## Given text
......

Speaker of the National Assembly
- In office 19 June 2019 – 5 August 2025
- Preceded by: Richard Msowoya
- Succeeded by: Sameer Suleman
- Constituency: Mzimba North East

Personal details
- Party: MCP

= Catherine Gotani Hara =

Malawian politician

Catherine Gotani Hara is a Malawian politician who served as Speaker of the National Assembly of Malawi between June 2019 and August 2025, the first woman to hold the position. She was one of the first MPs announced as re-elected in the 2025 election.

==Early life and education==
Gotani Hara attended Kamuzu Academy, and has a Bachelor of Arts in political science from Chancellor College at the University of Malawi. While studying, she ran the university's wing of the Malawi Congress Party. From 1998 to 2000, she completed professional postgraduate training in International Development and Project Planning and Management Brighton.

==Career==
Gotani Hara was a Programme Officer for the UK's Department of International Development, the first Malawian to be recruited to that level. She was responsible for the sustainable livelihood projects for both Mozambique and Malawi.

Gotani Hara was elected as the Member of Parliament for Mzimba North East in 2009, representing the Democratic Progressive Party.

Gotani Hara was the Deputy Minister of Transport and Public Infrastructure, Deputy Minister for Gender, and the Minister for Health in the Joyce Banda government. She represented the Malawi Head of State at a number of international events, and was the Chair of the Malawi delegation to the Climate Change Summit in Brazil. She is a board member of the Northern Region Water Board. After the death of President Bingu wa Mutharika in 2012, she publicly declared that it unconstitutional for members in the ruling DPP politburo to take over the presidency. She took a break from politics from 2014 to 2019.

Gotani Hara was re-elected in May 2019 representing the Malawi Congress Party (MCP), and on 19 June 2019, she was elected the first female Speaker of the National Assembly, at 97 votes to 93 against, defeating former deputy speaker Esther Mcheka Chilenje.

At the 2025 Malawian General Election she was the MCP's Deputy President. She took nearly 15,000 votes to win the Mzimba North-East Constituency. She spoke in November in Parliament of her support for the President's proposal to increase the Constituency Development Fund (CDF) from K220 million to K5 billion.

......

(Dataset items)
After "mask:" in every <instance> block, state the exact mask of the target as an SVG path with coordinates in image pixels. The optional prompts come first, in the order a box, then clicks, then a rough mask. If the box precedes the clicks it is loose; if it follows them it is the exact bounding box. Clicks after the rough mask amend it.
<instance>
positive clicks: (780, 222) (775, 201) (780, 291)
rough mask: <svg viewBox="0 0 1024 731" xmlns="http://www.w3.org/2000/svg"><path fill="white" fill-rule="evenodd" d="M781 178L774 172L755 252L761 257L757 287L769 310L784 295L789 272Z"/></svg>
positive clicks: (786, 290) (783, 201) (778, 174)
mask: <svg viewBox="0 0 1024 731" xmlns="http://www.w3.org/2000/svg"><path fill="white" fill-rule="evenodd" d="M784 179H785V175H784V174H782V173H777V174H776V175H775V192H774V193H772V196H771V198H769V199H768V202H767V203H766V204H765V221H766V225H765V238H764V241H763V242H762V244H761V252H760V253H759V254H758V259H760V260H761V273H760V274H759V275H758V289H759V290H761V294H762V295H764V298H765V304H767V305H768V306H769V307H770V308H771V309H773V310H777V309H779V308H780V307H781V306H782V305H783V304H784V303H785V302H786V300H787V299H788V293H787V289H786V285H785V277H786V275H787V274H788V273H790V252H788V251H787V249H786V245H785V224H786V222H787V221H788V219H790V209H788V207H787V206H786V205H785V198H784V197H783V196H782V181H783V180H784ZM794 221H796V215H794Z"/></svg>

......

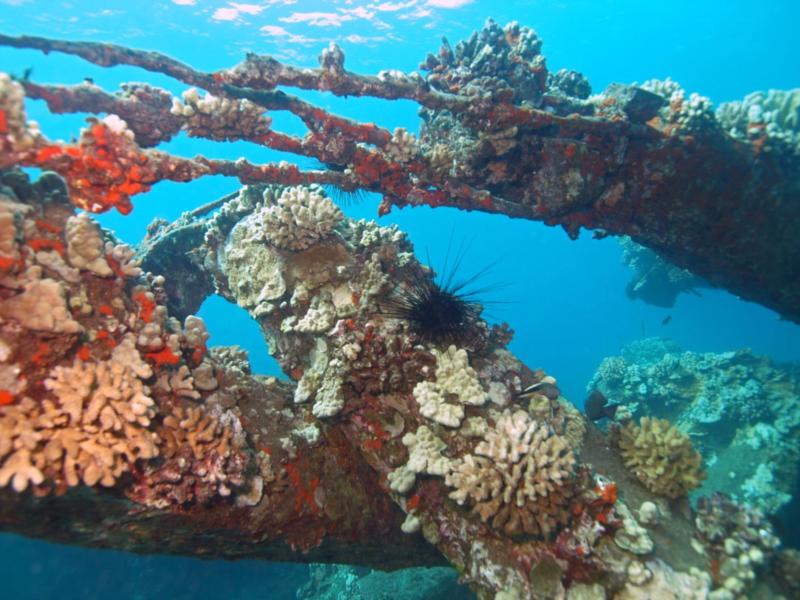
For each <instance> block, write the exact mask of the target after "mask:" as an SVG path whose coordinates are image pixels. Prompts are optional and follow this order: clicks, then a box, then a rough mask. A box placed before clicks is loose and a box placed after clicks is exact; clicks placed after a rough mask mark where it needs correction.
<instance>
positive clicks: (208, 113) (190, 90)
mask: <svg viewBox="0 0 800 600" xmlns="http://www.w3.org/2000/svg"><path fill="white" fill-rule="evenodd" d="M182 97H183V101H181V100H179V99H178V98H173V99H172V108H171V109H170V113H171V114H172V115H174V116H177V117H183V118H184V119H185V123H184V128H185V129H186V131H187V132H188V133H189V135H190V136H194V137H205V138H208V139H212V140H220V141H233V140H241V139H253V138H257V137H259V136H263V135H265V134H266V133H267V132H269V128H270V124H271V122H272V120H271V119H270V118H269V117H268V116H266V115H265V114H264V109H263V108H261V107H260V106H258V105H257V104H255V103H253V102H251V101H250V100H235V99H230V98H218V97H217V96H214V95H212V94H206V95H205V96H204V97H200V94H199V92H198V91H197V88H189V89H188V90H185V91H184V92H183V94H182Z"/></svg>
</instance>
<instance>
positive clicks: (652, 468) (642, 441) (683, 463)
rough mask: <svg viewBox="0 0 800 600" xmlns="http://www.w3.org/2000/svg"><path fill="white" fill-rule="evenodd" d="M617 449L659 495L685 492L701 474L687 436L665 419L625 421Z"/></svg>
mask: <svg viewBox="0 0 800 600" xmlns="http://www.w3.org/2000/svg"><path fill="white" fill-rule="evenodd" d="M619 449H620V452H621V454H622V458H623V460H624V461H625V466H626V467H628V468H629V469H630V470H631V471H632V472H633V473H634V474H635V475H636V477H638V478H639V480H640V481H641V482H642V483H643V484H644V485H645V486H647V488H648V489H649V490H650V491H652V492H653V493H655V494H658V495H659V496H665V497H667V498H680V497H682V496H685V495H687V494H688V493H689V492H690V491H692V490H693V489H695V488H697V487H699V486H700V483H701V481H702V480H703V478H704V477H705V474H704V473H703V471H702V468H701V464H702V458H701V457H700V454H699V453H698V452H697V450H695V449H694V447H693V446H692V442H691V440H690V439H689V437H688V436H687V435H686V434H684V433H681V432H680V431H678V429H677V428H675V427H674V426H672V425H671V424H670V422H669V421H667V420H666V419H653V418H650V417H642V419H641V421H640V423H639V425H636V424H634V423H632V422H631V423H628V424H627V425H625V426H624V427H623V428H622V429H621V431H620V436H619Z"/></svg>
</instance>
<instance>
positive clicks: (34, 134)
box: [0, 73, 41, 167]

......

## Task item A
In the profile, how many votes did Gotani Hara receive when she was elected Speaker of the National Assembly on 19 June 2019?
## Task item B
From the profile, write out the passage that opens with the words containing "Gotani Hara was re-elected" and closes with "to K5 billion.".
The dataset items are independent of the profile.

## Task output A
97 votes, against 93.

## Task output B
Gotani Hara was re-elected in May 2019 representing the Malawi Congress Party (MCP), and on 19 June 2019, she was elected the first female Speaker of the National Assembly, at 97 votes to 93 against, defeating former deputy speaker Esther Mcheka Chilenje.

At the 2025 Malawian General Election she was the MCP's Deputy President. She took nearly 15,000 votes to win the Mzimba North-East Constituency. She spoke in November in Parliament of her support for the President's proposal to increase the Constituency Development Fund (CDF) from K220 million to K5 billion.